Extract provided
────────────────────────────────────────

The National Council for Tertiary Education is insisting that the leadership of the National Union of Ghana Students (NUGS) agreed to the implementation of the utility cost sharing policy. The Executive Secretary of the Council, Professor Mahama Duwiejua on the Citi Breakfast Show said although the NUGS President raised some concerns, he agreed with the decision. “The NUGS President keeps saying that he never agreed; yes, they did express their concerns at the meeting but at the end of the day, we had a consensus and all agreed that this was the way forward,” he recalled. NUGS has warned that it will resist any attempt by government to introduce the new policy which will make it mandatory for all tertiary students to pay utility bills. The Education Ministry which is pushing the agenda says government has over the years been saddled with debt to utility providers which in some instances led to the cutting of services to some tertiary institutions. The National President of NUGS, Prosper Dzitse told Citi News, the entire student body in Ghana will mount a strong protest to resist the policy should government go ahead with its implementation. He claimed that during a consultative meeting between all stakeholders including student leaders, NUGS made it categorically clear that the policy will financially burden students therefore his outfit would to resist any attempt by any authority or by government to enforce it. “Students of this country are already suffering and bearing so much cost and they are therefore not ready to take care of any of those costs they are talking about,” he remarked. “At the end of the day, we do not want to see anything on the bill of students as utilities,” he warned. 

Dzitse pointed out that since the stakeholder meeting on March 25, no official document has been released “for us to go through to make the necessary consultation as agreed on.” But Prof Duwiejua argued that at the stakeholder meeting, the student leaders agreed to the decision to allow students to pay their utility bills. However, there was an agreement that utility bills for school administrations, lecture halls, libraries and laboratories must not be passed on to the students and as a result, “students are to pay for what they only consume in their rooms and this was a fine agreement.” Prof Duwiejua appealed to Ghanaian tertiary students to allow the policy to be implemented “for their own future and the future of tertiary education in Ghana. We have got a reputation in the sub-region…and our certificates are respected wherever we go – these kinds of issues will do quite a lot of damage.” He revealed that the idea of cost sharing of utility bills was accepted in 1997 “but now is the implementation stage and there are difficulties which is what they should concern themselves with.” The cost sharing will include all tertiary institutions and teacher training institutions and once the principle is accepted, the management of the various institutions will have to figure out mechanisms to implement it.

────────────────────────────────────────

Input rows

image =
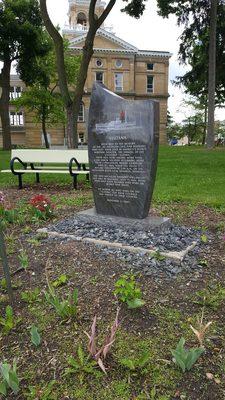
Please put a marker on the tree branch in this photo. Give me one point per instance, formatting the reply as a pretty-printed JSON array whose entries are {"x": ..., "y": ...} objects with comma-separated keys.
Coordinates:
[
  {"x": 106, "y": 12},
  {"x": 59, "y": 49},
  {"x": 92, "y": 11}
]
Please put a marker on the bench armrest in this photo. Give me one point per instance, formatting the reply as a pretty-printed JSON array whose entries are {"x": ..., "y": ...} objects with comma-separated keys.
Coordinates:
[
  {"x": 74, "y": 161},
  {"x": 12, "y": 165}
]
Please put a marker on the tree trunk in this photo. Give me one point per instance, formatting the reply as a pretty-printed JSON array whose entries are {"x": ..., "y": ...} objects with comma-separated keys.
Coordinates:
[
  {"x": 94, "y": 24},
  {"x": 212, "y": 76},
  {"x": 72, "y": 140},
  {"x": 43, "y": 124},
  {"x": 4, "y": 104},
  {"x": 205, "y": 125}
]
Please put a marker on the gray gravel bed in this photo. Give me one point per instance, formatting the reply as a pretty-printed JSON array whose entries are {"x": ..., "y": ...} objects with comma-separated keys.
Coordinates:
[{"x": 173, "y": 238}]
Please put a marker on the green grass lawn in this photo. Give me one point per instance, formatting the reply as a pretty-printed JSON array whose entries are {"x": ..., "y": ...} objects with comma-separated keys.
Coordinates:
[{"x": 190, "y": 174}]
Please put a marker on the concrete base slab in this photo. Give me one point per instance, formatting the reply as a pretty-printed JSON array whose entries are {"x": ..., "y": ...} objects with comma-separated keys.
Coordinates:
[
  {"x": 151, "y": 223},
  {"x": 174, "y": 255}
]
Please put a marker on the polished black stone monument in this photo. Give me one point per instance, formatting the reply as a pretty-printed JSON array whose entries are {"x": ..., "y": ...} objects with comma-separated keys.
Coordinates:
[{"x": 123, "y": 138}]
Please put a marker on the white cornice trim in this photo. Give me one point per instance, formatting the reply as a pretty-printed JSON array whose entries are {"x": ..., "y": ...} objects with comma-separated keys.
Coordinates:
[
  {"x": 140, "y": 53},
  {"x": 108, "y": 35}
]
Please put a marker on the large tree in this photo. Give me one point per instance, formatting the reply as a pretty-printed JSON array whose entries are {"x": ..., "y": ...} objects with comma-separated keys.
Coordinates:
[
  {"x": 134, "y": 8},
  {"x": 42, "y": 97},
  {"x": 20, "y": 41},
  {"x": 199, "y": 20}
]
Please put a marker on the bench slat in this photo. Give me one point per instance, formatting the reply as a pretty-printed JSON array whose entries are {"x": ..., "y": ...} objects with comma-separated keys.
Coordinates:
[
  {"x": 46, "y": 171},
  {"x": 51, "y": 156}
]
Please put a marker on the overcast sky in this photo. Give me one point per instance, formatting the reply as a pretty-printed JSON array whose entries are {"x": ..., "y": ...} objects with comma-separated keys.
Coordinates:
[{"x": 150, "y": 32}]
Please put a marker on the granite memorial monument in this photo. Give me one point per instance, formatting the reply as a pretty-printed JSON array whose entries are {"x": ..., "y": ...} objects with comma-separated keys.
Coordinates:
[{"x": 123, "y": 139}]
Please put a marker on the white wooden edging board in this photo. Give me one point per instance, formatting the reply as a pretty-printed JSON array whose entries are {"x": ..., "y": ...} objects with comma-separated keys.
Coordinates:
[{"x": 51, "y": 156}]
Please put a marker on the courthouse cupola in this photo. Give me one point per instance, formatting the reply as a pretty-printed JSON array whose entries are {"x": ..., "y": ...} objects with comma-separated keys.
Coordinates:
[{"x": 78, "y": 13}]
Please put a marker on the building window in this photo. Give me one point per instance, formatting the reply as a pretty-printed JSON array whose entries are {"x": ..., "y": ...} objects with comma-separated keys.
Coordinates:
[
  {"x": 81, "y": 137},
  {"x": 99, "y": 62},
  {"x": 16, "y": 118},
  {"x": 99, "y": 77},
  {"x": 118, "y": 63},
  {"x": 150, "y": 84},
  {"x": 150, "y": 66},
  {"x": 81, "y": 113},
  {"x": 118, "y": 82},
  {"x": 15, "y": 92}
]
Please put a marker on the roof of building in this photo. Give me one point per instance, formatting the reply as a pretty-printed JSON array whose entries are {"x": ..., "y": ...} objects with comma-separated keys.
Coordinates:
[{"x": 125, "y": 47}]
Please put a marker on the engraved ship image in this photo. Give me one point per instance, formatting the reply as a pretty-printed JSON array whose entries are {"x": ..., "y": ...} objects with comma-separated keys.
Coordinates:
[
  {"x": 120, "y": 124},
  {"x": 116, "y": 126}
]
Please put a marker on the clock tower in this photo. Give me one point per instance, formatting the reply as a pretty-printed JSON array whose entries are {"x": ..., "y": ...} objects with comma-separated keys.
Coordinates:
[{"x": 78, "y": 14}]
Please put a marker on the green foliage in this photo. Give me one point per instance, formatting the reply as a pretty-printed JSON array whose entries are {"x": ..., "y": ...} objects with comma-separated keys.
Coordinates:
[
  {"x": 30, "y": 296},
  {"x": 23, "y": 259},
  {"x": 128, "y": 292},
  {"x": 158, "y": 256},
  {"x": 211, "y": 297},
  {"x": 9, "y": 322},
  {"x": 82, "y": 365},
  {"x": 43, "y": 392},
  {"x": 65, "y": 308},
  {"x": 9, "y": 378},
  {"x": 194, "y": 45},
  {"x": 60, "y": 281},
  {"x": 184, "y": 358},
  {"x": 135, "y": 364},
  {"x": 35, "y": 336}
]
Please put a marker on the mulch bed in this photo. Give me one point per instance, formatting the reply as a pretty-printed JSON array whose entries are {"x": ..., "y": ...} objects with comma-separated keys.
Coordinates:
[{"x": 94, "y": 274}]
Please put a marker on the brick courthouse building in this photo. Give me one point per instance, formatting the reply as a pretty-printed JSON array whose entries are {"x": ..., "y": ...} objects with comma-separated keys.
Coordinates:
[{"x": 124, "y": 69}]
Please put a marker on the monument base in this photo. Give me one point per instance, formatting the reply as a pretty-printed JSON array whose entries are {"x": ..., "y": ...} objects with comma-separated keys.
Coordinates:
[{"x": 151, "y": 223}]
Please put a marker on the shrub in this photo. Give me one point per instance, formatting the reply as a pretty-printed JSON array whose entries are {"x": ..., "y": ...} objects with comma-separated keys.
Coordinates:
[
  {"x": 9, "y": 322},
  {"x": 65, "y": 308},
  {"x": 128, "y": 291},
  {"x": 9, "y": 378},
  {"x": 185, "y": 358},
  {"x": 41, "y": 206},
  {"x": 82, "y": 365}
]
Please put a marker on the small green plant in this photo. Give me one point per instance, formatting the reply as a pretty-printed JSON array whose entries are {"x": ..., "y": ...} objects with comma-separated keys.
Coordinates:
[
  {"x": 35, "y": 336},
  {"x": 42, "y": 207},
  {"x": 135, "y": 364},
  {"x": 42, "y": 392},
  {"x": 60, "y": 281},
  {"x": 9, "y": 378},
  {"x": 34, "y": 242},
  {"x": 26, "y": 230},
  {"x": 185, "y": 358},
  {"x": 82, "y": 365},
  {"x": 9, "y": 322},
  {"x": 204, "y": 239},
  {"x": 65, "y": 308},
  {"x": 23, "y": 259},
  {"x": 128, "y": 292},
  {"x": 30, "y": 296},
  {"x": 158, "y": 256}
]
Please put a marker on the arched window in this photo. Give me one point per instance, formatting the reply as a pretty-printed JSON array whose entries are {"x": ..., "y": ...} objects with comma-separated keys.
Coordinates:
[
  {"x": 81, "y": 113},
  {"x": 82, "y": 19}
]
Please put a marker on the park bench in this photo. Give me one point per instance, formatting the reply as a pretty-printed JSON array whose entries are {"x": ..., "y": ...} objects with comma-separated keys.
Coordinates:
[{"x": 24, "y": 161}]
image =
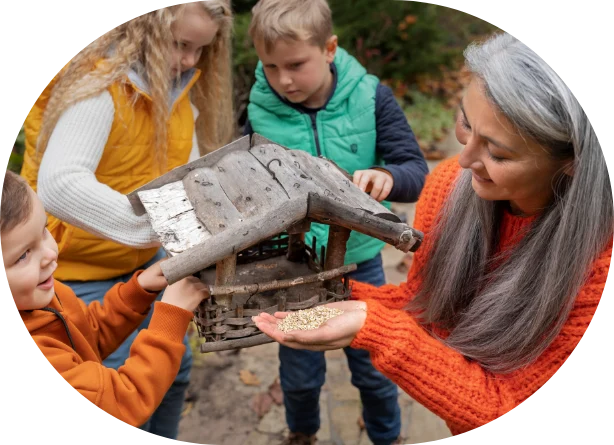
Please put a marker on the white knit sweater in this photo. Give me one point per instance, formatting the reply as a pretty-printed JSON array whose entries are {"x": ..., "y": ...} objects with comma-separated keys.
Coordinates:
[{"x": 67, "y": 185}]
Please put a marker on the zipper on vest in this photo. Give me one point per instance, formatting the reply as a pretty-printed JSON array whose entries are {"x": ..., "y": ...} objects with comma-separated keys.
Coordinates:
[{"x": 314, "y": 127}]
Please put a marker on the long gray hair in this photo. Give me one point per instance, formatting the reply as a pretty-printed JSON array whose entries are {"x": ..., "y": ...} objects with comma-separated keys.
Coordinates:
[{"x": 505, "y": 318}]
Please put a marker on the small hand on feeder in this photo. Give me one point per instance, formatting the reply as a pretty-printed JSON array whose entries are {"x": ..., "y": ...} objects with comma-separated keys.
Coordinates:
[
  {"x": 335, "y": 333},
  {"x": 187, "y": 293},
  {"x": 377, "y": 182}
]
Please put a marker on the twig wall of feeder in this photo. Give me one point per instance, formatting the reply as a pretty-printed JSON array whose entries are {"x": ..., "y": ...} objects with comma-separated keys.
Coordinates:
[{"x": 335, "y": 255}]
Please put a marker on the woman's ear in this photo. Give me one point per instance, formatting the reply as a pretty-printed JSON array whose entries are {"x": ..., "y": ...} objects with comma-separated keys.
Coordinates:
[{"x": 569, "y": 168}]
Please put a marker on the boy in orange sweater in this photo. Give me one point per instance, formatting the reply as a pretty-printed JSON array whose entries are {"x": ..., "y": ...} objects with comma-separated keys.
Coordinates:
[{"x": 75, "y": 338}]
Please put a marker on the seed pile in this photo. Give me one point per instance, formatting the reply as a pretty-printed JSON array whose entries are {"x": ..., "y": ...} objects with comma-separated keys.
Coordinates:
[{"x": 307, "y": 319}]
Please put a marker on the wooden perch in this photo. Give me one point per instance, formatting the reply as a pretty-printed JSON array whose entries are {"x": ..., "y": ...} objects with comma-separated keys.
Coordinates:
[
  {"x": 333, "y": 212},
  {"x": 178, "y": 173},
  {"x": 281, "y": 284}
]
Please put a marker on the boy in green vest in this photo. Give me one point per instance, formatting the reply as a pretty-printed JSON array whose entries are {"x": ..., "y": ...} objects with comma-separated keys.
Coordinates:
[{"x": 312, "y": 95}]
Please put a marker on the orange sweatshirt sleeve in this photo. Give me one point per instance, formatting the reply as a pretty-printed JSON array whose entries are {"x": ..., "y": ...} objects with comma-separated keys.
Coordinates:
[
  {"x": 460, "y": 391},
  {"x": 131, "y": 393},
  {"x": 124, "y": 307}
]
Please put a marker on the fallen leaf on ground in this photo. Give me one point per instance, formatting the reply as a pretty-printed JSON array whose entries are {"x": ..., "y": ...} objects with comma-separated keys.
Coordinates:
[
  {"x": 261, "y": 403},
  {"x": 276, "y": 393},
  {"x": 361, "y": 423},
  {"x": 249, "y": 378}
]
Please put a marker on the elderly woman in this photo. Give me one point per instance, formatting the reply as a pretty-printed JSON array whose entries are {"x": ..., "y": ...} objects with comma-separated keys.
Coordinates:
[{"x": 518, "y": 246}]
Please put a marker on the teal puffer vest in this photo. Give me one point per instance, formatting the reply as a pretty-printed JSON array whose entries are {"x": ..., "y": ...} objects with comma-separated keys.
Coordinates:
[{"x": 343, "y": 131}]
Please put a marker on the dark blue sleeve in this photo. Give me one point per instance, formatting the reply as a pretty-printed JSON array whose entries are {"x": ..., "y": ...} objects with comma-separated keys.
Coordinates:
[{"x": 397, "y": 146}]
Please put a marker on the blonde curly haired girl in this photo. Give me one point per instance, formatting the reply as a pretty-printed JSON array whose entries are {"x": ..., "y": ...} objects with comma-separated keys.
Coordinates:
[{"x": 116, "y": 116}]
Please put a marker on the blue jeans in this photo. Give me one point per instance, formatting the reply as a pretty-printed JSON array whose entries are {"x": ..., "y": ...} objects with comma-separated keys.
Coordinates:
[
  {"x": 302, "y": 374},
  {"x": 164, "y": 422}
]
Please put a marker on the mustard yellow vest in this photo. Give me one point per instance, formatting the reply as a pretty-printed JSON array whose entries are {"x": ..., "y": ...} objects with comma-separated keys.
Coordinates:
[{"x": 128, "y": 162}]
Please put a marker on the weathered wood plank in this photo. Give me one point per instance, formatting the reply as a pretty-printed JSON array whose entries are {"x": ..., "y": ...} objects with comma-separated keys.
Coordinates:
[
  {"x": 399, "y": 235},
  {"x": 230, "y": 242},
  {"x": 218, "y": 290},
  {"x": 173, "y": 218},
  {"x": 248, "y": 184},
  {"x": 335, "y": 255},
  {"x": 245, "y": 342},
  {"x": 211, "y": 204},
  {"x": 337, "y": 184},
  {"x": 178, "y": 173},
  {"x": 282, "y": 164}
]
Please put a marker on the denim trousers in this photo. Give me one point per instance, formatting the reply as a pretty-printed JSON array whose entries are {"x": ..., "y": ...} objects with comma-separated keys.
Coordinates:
[
  {"x": 302, "y": 374},
  {"x": 164, "y": 422}
]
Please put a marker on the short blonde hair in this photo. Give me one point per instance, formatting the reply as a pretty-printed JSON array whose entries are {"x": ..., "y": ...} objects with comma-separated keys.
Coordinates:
[{"x": 308, "y": 20}]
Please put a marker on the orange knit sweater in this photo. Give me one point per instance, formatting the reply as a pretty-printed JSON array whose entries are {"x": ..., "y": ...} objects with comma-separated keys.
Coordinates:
[{"x": 459, "y": 391}]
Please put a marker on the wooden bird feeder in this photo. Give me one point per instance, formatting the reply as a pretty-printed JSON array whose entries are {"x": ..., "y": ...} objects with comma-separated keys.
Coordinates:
[{"x": 236, "y": 218}]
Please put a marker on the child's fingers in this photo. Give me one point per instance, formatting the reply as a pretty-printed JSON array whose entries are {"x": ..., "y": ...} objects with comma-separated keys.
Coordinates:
[
  {"x": 365, "y": 179},
  {"x": 357, "y": 176},
  {"x": 378, "y": 184}
]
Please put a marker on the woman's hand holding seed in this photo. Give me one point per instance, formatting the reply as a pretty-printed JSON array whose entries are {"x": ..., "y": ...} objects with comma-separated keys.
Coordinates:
[{"x": 335, "y": 333}]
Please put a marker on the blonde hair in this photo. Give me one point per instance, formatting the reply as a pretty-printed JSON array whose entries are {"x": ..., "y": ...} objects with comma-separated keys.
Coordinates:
[
  {"x": 144, "y": 43},
  {"x": 291, "y": 20}
]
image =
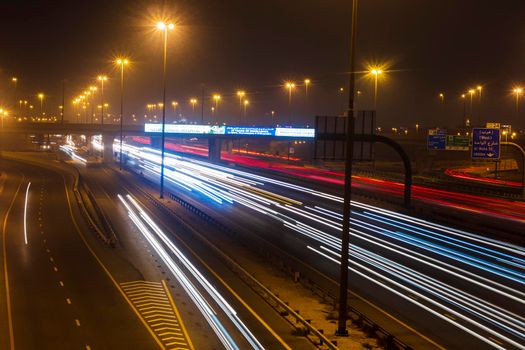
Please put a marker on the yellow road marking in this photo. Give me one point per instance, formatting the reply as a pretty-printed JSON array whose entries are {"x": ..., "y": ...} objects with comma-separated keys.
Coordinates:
[
  {"x": 238, "y": 297},
  {"x": 6, "y": 275},
  {"x": 158, "y": 309},
  {"x": 104, "y": 268}
]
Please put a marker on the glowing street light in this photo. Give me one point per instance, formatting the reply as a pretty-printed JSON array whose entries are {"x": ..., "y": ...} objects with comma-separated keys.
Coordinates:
[
  {"x": 193, "y": 102},
  {"x": 290, "y": 86},
  {"x": 518, "y": 91},
  {"x": 306, "y": 84},
  {"x": 217, "y": 99},
  {"x": 121, "y": 62},
  {"x": 471, "y": 93},
  {"x": 245, "y": 103},
  {"x": 102, "y": 79},
  {"x": 165, "y": 27},
  {"x": 41, "y": 98},
  {"x": 241, "y": 95},
  {"x": 375, "y": 72}
]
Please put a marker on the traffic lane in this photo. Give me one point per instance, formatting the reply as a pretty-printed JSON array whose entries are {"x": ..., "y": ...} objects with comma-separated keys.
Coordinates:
[
  {"x": 10, "y": 182},
  {"x": 244, "y": 218},
  {"x": 243, "y": 221},
  {"x": 215, "y": 271},
  {"x": 134, "y": 248},
  {"x": 97, "y": 314},
  {"x": 512, "y": 305}
]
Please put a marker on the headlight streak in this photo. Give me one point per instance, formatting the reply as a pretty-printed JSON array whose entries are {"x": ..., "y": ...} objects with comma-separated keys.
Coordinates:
[
  {"x": 219, "y": 299},
  {"x": 396, "y": 233},
  {"x": 444, "y": 238},
  {"x": 70, "y": 150},
  {"x": 445, "y": 318},
  {"x": 434, "y": 287},
  {"x": 472, "y": 261},
  {"x": 463, "y": 258},
  {"x": 201, "y": 303},
  {"x": 25, "y": 212}
]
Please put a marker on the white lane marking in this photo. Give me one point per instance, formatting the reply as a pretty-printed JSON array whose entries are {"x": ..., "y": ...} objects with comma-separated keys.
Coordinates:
[{"x": 25, "y": 213}]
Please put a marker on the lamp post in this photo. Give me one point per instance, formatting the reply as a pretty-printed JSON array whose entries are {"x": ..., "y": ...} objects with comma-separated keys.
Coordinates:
[
  {"x": 102, "y": 79},
  {"x": 121, "y": 62},
  {"x": 471, "y": 93},
  {"x": 479, "y": 88},
  {"x": 165, "y": 27},
  {"x": 375, "y": 72},
  {"x": 216, "y": 98},
  {"x": 174, "y": 104},
  {"x": 290, "y": 86},
  {"x": 14, "y": 80},
  {"x": 41, "y": 98},
  {"x": 241, "y": 95},
  {"x": 193, "y": 102},
  {"x": 345, "y": 232},
  {"x": 306, "y": 84},
  {"x": 518, "y": 91},
  {"x": 463, "y": 97},
  {"x": 245, "y": 103}
]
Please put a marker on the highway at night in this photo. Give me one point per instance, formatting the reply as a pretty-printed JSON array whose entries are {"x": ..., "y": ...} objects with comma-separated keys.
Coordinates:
[
  {"x": 463, "y": 202},
  {"x": 465, "y": 282},
  {"x": 213, "y": 302},
  {"x": 266, "y": 175}
]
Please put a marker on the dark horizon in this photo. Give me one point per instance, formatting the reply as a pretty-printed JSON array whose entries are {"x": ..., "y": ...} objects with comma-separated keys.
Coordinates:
[{"x": 433, "y": 47}]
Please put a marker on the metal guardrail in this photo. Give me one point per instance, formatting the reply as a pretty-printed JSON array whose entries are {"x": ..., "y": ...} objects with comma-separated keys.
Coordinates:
[
  {"x": 246, "y": 276},
  {"x": 86, "y": 214},
  {"x": 384, "y": 337},
  {"x": 267, "y": 293}
]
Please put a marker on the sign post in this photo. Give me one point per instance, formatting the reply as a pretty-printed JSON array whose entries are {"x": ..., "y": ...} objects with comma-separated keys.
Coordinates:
[
  {"x": 457, "y": 143},
  {"x": 486, "y": 143},
  {"x": 436, "y": 139}
]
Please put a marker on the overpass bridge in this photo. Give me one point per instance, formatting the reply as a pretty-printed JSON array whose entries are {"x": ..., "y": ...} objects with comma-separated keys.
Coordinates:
[{"x": 214, "y": 133}]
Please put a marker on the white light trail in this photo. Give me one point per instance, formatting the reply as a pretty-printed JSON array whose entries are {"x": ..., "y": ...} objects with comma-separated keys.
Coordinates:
[
  {"x": 25, "y": 212},
  {"x": 435, "y": 248}
]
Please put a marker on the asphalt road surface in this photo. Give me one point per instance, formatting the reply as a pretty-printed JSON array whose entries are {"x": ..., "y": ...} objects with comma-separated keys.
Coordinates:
[
  {"x": 55, "y": 295},
  {"x": 458, "y": 289}
]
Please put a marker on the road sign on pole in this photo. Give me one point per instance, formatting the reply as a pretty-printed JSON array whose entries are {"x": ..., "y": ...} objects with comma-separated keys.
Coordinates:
[
  {"x": 457, "y": 143},
  {"x": 486, "y": 143}
]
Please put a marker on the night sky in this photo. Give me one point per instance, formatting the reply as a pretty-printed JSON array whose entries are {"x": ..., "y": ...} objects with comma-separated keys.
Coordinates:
[{"x": 430, "y": 46}]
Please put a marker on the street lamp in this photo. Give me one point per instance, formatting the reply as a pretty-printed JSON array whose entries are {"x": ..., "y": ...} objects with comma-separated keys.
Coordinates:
[
  {"x": 241, "y": 95},
  {"x": 290, "y": 86},
  {"x": 463, "y": 98},
  {"x": 91, "y": 93},
  {"x": 193, "y": 102},
  {"x": 174, "y": 104},
  {"x": 306, "y": 84},
  {"x": 216, "y": 98},
  {"x": 517, "y": 91},
  {"x": 376, "y": 72},
  {"x": 102, "y": 79},
  {"x": 121, "y": 62},
  {"x": 246, "y": 103},
  {"x": 41, "y": 97},
  {"x": 471, "y": 93},
  {"x": 165, "y": 27},
  {"x": 14, "y": 80}
]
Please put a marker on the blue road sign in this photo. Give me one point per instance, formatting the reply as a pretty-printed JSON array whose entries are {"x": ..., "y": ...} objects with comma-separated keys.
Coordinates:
[
  {"x": 436, "y": 142},
  {"x": 485, "y": 143}
]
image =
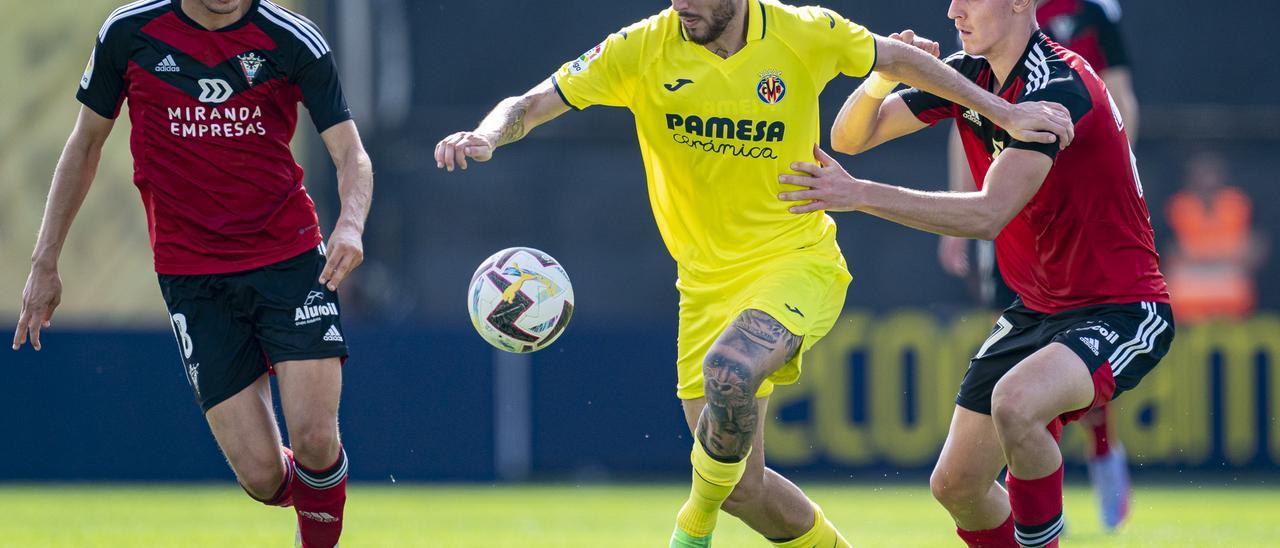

────────────────────────────────────────

Tasks to perform
1. According to the article on the utility cost-sharing policy, in what year was the idea of cost sharing of utility bills accepted?
2. Extract every line of the listing that contains the word "dark".

Exercise answers
1. 1997

2.
Please put a marker on the dark blue sleeve in this photo. Give me one point per instance, formatting the reply as a pretty-printed JSON array whose entries are {"x": ..., "y": ...} objects with comma-separated keys.
Please put a marker on the dark horizon in this photo. Give me one point per instance, formatting the reply as a pretty-printed JSON array whose entries are {"x": ..., "y": ...} objects with comma-separated keys.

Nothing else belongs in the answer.